▶ _DOCUMENT PASSAGE_:
┌──

The Dalian, China-based lithium-ion battery manufacturer and energy solution provider generated consolidated net revenues of $69.62 million, marking a spectacular 99.3% year-over-year increase compared to the $34.94 million reported in the first quarter of 2025.

The revenue acceleration was catalyzed by the steady release of newly expanded manufacturing capacity and the conversion of a substantial backlog of previously unfulfilled customer orders.

The company's top-line hyper-growth was broad-based, spanning all major operating verticals.

CBAK’s core battery business saw revenues climb 84.3% year-over-year to $37.52 million, up from $20.36 million, backed by a strong capacity scale-up.

Within the application segments, the Light Electric Vehicles (LEV) business emerged as the fastest-growing division, skyrocketing 441.6% to $15.41 million from $2.84 million in the prior year's quarter.

This momentum reflects extensive market-share capture within high-growth international corridors, notably India, Vietnam, and Africa.

Concurrently, its Residential Energy Supply and UPS business grew 30.2% to $22.11 million.

└──

▶ _REQUIRED ACTIONS_:
• A. List every year-over-year growth percentage in the passage on CBAK's quarterly revenue, with what each one describes.
• B. Write the next few sentences of the passage on CBAK's quarterly revenue, following on from its final line.

▶ _PROVIDED MATERIAL_:
┌──

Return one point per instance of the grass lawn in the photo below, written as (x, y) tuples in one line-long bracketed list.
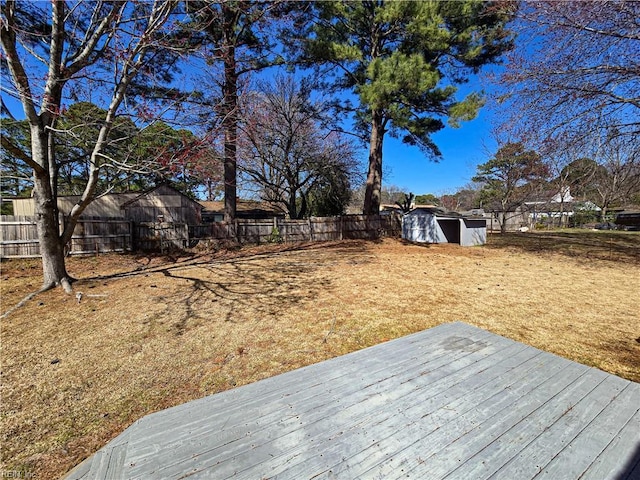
[(148, 333)]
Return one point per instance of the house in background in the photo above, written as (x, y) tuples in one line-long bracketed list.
[(160, 204)]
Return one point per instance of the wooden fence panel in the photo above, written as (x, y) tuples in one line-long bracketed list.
[(93, 236), (324, 229), (19, 237), (153, 236)]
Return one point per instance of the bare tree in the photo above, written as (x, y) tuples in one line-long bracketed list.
[(285, 152), (509, 178), (56, 49), (576, 69)]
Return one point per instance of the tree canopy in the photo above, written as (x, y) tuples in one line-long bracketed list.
[(403, 61)]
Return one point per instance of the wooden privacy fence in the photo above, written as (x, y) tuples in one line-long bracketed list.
[(317, 229), (19, 239)]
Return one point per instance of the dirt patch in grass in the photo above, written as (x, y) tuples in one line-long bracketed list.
[(153, 332)]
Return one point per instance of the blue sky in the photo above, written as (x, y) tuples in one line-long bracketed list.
[(462, 150)]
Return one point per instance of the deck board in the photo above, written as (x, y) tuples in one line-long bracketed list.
[(451, 402)]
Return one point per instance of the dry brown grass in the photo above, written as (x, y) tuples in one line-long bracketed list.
[(150, 333)]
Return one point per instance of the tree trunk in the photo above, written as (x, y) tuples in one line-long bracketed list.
[(46, 212), (230, 136), (374, 177), (230, 113)]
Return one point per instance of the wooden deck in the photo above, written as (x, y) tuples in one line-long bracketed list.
[(451, 402)]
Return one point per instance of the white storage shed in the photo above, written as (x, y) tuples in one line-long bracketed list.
[(427, 225)]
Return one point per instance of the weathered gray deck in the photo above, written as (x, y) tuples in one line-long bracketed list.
[(451, 402)]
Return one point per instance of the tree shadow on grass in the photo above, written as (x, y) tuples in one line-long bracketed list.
[(250, 286)]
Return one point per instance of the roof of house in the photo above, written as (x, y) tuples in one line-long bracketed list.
[(162, 186)]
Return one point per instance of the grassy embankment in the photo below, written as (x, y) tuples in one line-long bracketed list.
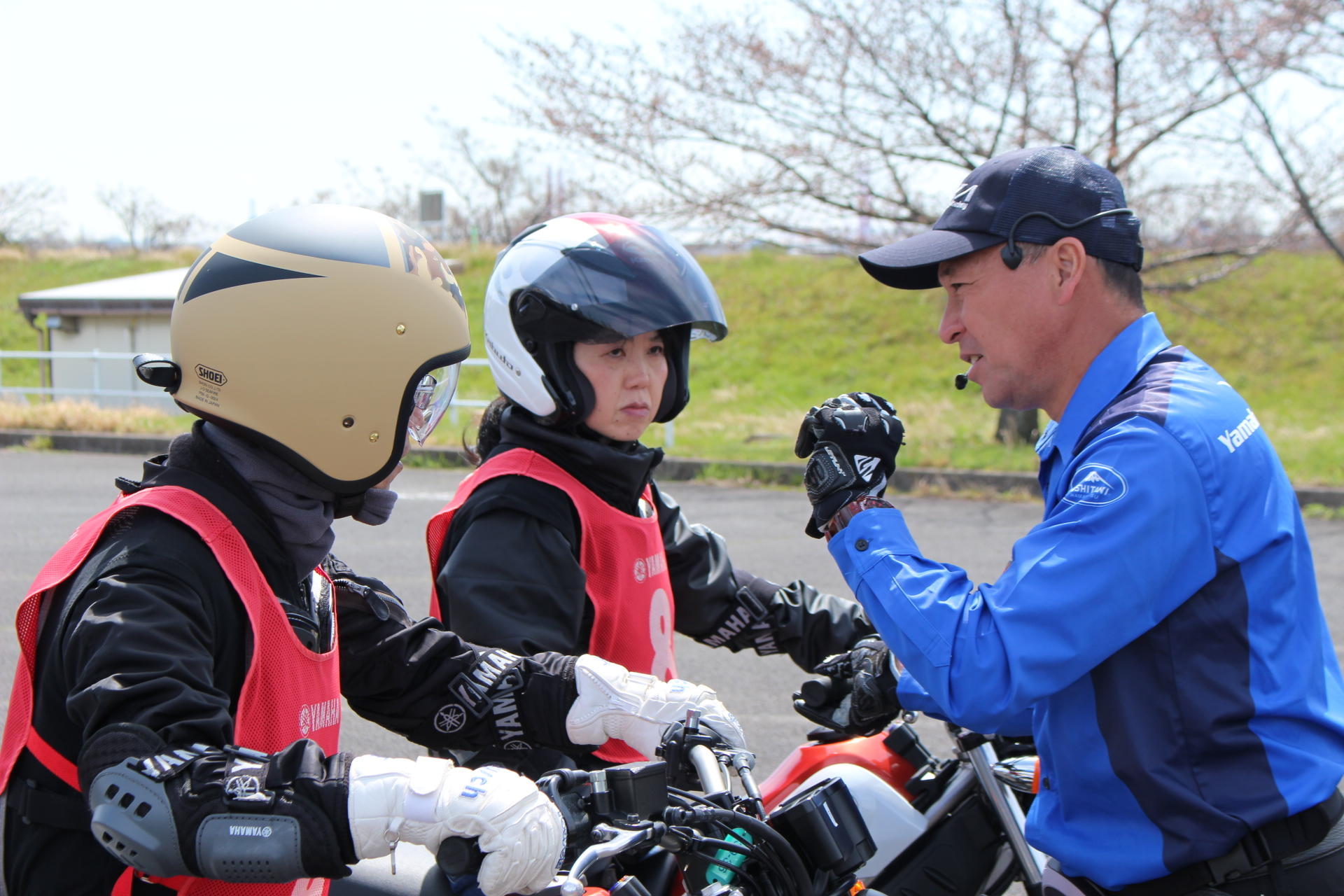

└──

▶ _WRITTEN RESPONSES_:
• A.
- 99.3%: consolidated net revenues
- 84.3%: core battery business revenues
- 441.6%: Light Electric Vehicles (LEV) business
- 30.2%: Residential Energy Supply and UPS business

• B.
Meanwhile, the company's upstream Hitrans battery raw materials segment surged 120.2% to $32.10 million and successfully turned a profit, bringing in a net income of $1.57 million compared to a net loss of $1.75 million in Q1 2025.

Despite the powerful revenue performance, CBAK's bottom-line metrics faced severe compression from near-term operational headwinds.

Consolidated gross profit fell to $1.04 million, yielding a gross margin of 1.5%, a sharp contraction from the 13.7% gross margin recorded in Q1 2025.

Management attributed this margin pressure to two core factors: the ongoing initial ramp-up phase of three advanced production lines—one large-cylindrical Model 40135 line in Dalian and two Model 32140 lines in Nanjing—which carry temporarily higher baseline unit manufacturing costs, and an inherent time lag in passing elevated raw material expenses down to downstream battery customers.

As a result of higher manufacturing outlays and strategic expansion overhead—including elevated research and development spending of $4.20 million—CBAK's operating loss widened to $9.70 million.

The company concluded the first quarter with an overall net loss attributable to shareholders of $9.29 million, compared to a net loss of $1.58 million in the prior year's opening quarter.